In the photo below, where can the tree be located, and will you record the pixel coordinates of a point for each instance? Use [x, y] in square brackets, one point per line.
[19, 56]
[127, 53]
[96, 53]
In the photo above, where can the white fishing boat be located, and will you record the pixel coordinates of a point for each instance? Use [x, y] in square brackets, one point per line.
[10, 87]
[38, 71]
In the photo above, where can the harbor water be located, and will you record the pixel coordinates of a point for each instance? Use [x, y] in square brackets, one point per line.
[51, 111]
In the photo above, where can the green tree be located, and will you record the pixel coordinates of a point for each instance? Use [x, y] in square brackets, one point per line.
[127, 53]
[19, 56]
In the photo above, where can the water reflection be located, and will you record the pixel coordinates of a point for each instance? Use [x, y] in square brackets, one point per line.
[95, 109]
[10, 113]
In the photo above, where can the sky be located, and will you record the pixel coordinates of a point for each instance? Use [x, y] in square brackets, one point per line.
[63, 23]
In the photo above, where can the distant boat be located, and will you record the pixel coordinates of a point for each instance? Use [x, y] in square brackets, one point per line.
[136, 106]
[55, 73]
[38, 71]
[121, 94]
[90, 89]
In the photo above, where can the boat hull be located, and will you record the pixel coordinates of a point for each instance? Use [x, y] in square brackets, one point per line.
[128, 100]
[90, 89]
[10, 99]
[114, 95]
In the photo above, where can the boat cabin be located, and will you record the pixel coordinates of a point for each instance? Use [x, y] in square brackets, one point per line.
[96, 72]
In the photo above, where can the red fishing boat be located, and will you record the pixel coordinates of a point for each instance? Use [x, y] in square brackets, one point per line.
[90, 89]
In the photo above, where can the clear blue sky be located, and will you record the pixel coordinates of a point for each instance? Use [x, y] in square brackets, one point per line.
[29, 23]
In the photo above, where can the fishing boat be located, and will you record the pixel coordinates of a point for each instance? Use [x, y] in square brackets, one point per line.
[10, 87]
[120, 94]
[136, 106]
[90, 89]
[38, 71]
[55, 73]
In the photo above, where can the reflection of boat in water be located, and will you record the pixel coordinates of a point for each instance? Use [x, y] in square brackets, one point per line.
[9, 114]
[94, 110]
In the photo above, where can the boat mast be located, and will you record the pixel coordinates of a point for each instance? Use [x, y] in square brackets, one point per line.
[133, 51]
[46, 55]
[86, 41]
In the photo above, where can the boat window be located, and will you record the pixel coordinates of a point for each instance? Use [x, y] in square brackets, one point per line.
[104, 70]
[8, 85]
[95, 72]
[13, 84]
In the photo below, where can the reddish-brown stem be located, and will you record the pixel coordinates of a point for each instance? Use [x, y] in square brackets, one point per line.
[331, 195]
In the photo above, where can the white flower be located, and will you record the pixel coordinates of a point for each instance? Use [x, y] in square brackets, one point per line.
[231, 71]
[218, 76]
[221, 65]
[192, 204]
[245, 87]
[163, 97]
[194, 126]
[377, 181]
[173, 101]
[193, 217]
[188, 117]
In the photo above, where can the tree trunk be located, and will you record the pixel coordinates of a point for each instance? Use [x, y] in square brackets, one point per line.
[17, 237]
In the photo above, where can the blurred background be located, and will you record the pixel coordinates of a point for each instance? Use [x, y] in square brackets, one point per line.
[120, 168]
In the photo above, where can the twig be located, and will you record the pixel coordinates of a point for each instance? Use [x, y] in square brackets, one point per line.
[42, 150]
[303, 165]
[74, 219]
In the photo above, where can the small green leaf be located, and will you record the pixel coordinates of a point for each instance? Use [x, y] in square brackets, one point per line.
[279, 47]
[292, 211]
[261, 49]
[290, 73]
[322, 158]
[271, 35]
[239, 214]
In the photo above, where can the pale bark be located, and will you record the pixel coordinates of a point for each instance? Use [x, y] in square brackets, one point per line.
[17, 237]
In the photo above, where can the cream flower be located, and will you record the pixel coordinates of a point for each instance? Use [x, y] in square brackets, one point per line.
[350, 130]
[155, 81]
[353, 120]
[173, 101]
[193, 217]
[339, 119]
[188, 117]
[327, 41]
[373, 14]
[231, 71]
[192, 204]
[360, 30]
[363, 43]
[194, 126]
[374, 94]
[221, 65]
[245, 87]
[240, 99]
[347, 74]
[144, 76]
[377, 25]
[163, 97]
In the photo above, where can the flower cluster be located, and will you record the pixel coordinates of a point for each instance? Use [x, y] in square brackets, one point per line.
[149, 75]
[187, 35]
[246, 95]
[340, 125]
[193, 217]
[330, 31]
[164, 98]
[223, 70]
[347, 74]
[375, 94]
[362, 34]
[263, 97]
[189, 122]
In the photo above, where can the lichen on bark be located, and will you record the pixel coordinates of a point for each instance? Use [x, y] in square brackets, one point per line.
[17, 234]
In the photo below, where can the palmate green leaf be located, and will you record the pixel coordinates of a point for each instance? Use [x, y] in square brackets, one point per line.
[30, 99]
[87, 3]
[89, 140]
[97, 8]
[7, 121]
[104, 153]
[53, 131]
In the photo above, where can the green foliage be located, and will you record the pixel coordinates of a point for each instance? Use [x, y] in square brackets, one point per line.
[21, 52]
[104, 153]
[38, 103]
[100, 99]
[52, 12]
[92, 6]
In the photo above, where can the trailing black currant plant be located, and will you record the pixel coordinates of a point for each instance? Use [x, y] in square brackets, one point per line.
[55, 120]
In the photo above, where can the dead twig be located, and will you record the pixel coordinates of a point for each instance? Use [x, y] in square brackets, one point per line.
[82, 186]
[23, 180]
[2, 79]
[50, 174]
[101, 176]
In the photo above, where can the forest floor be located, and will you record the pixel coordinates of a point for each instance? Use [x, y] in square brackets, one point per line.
********************
### Instructions to follow
Reproduce the material in full. Keep it identical to the original.

### Output
In the photo below, where can the tree be located, and will you record the pixel coordinates of a point for each instance? Use [x, y] in square brackets, one point per line.
[19, 56]
[127, 53]
[96, 53]
In the photo above, where can the white fishing boat be located, and will you record the pixel coordinates of a point for each instance? Use [x, y] in square brackets, one point per line.
[10, 87]
[38, 71]
In the photo above, where can the harbor water be located, and will you record the pixel coordinates of a point for each instance? Use [x, y] in square brackets, one point per line.
[51, 111]
In the photo above, where can the green tree be located, and will you record the pixel coordinates of a point for each instance? Use [x, y] in square brackets, one point per line.
[127, 53]
[19, 56]
In the photo above, where can the water reflection be located, and will you record the pixel coordinates of a point for each instance? Use [x, y] in square brackets, one point per line.
[95, 109]
[10, 113]
In the photo above, where can the sky be located, and will you record the pixel coordinates of a point for each instance? Use [x, y] in square brackets, one point per line.
[63, 23]
In the photo above, where can the distant boat be located, and will you record the pixel coordinates of a point for each instance? Use [x, y] in square brackets, one point per line.
[136, 106]
[55, 73]
[38, 71]
[121, 94]
[90, 89]
In the photo above, where can the boat hull be located, and will you record the pixel coordinates of a point for each instance? Use [x, y] in square brackets, one point per line.
[128, 100]
[90, 89]
[10, 99]
[114, 95]
In the photo above, where can the boat cabin be located, and will you record the pixel coordinates of a point for each instance? Use [x, y] in square brackets, one point per line.
[96, 72]
In the photo above, where can the red fishing boat be located, and will you record the pixel coordinates of a point for each instance? Use [x, y] in square brackets, one point per line.
[90, 89]
In the photo above, where can the clear blue sky be located, and will you record the pixel coordinates of a point for each instance? Use [x, y] in square brackets, one point per line.
[29, 23]
In the photo above, where can the fishing boat be located, and will you record the pixel coordinates of a point for each instance? Use [x, y] in square brackets, one point per line.
[10, 87]
[120, 94]
[136, 106]
[90, 89]
[38, 71]
[55, 73]
In the photo above, where can the reflection of boat in water be located, and will you record the pixel coordinates of a point for each instance? Use [x, y] in square brackets, one point per line.
[9, 114]
[94, 110]
In the photo above, where can the boat mast be located, and will you record the pixel coordinates of a point for each instance? Use [x, y] in square brackets, one point per line.
[133, 51]
[46, 55]
[86, 41]
In the photo above, where can the boat window be located, and will you record the pixel coordinates of a point for each instance? Use [x, y] in square brackets, one point per line.
[104, 70]
[8, 85]
[95, 72]
[13, 84]
In the photo below, where can the reddish-brown stem be located, and will you record the pixel coordinates of a point for each instance? Use [x, y] in square brackets, one point per line.
[331, 195]
In the photo above, where can the white flower be located, and will you record the pixel coordinates of a point for each instance? Use [x, y] in square brackets, one point per line.
[231, 71]
[218, 76]
[221, 65]
[192, 204]
[245, 87]
[163, 97]
[194, 126]
[377, 181]
[173, 101]
[193, 217]
[188, 117]
In the photo above, where can the tree trunk be located, and will you record the pixel coordinates of a point for each instance? Use [x, y] in square brackets, one point per line.
[17, 237]
In the photo above, where can the blurred background be located, and will you record the pixel coordinates of a point for each instance? Use [x, y] in square brackets, one point per line.
[120, 168]
In the photo above, where can the twig be located, and will you record the pixel coordinates of a point for each instance? Use [x, y] in square brackets, one point per line.
[42, 150]
[303, 165]
[74, 219]
In the photo above, where can the small green leaf be located, and will you record the pixel coordinates of a point for each instance? Use [x, y] in square brackets, one point per line.
[279, 47]
[292, 211]
[261, 49]
[290, 73]
[322, 158]
[271, 35]
[239, 214]
In the photo above, where can the pale bark be located, and will you record the pixel coordinates of a point for each instance? Use [x, y] in square brackets, one point per line.
[17, 237]
In the photo above, where can the cream flower be located, and will you record the pixel coordinates of a point for each instance? Use [x, y] in square brackets, one point per line.
[350, 130]
[155, 81]
[353, 120]
[173, 101]
[193, 217]
[339, 119]
[188, 117]
[327, 41]
[373, 14]
[231, 71]
[192, 204]
[360, 30]
[363, 43]
[194, 126]
[374, 94]
[221, 65]
[245, 87]
[240, 99]
[347, 74]
[144, 76]
[377, 25]
[163, 97]
In the photo above, where can the flower cluster be located, and will you record the pixel coordinates of a point for each instance? Use [x, y] in square brackets, one point per line.
[149, 75]
[187, 35]
[246, 95]
[340, 125]
[193, 217]
[330, 31]
[164, 98]
[223, 70]
[347, 74]
[375, 94]
[362, 34]
[263, 97]
[189, 122]
In the photo above, where can the lichen on bark be located, and will you record the pixel coordinates of a point for each instance? Use [x, y] in square brackets, one point per line.
[17, 234]
In the photo below, where can the palmate green leaf be located, and will you record the pixel coordinates of a point for each instance? Use [x, y] in square brackets, one point per line.
[30, 99]
[87, 3]
[89, 140]
[97, 8]
[7, 121]
[104, 153]
[53, 131]
In the photo above, where can the green foliage be located, and will you record the pixel coordinates of a point for each instance? Use [x, y] in square brackets, one point per line.
[21, 52]
[104, 153]
[38, 103]
[100, 99]
[52, 12]
[92, 6]
In the photo above, where can the trailing black currant plant be located, and will you record the pixel coordinates of a point for each instance? Use [x, y] in square brackets, one point per line.
[55, 120]
In the photo above, where can the dead twig be located, and will you record the pixel coordinates of a point for each instance? Use [x, y] in square brackets, one point per line.
[82, 186]
[23, 180]
[2, 79]
[50, 174]
[101, 176]
In the photo above, where can the forest floor be located, and will you record the pixel coordinates of a point for each instance? Use [x, y] in square brackets, one point per line.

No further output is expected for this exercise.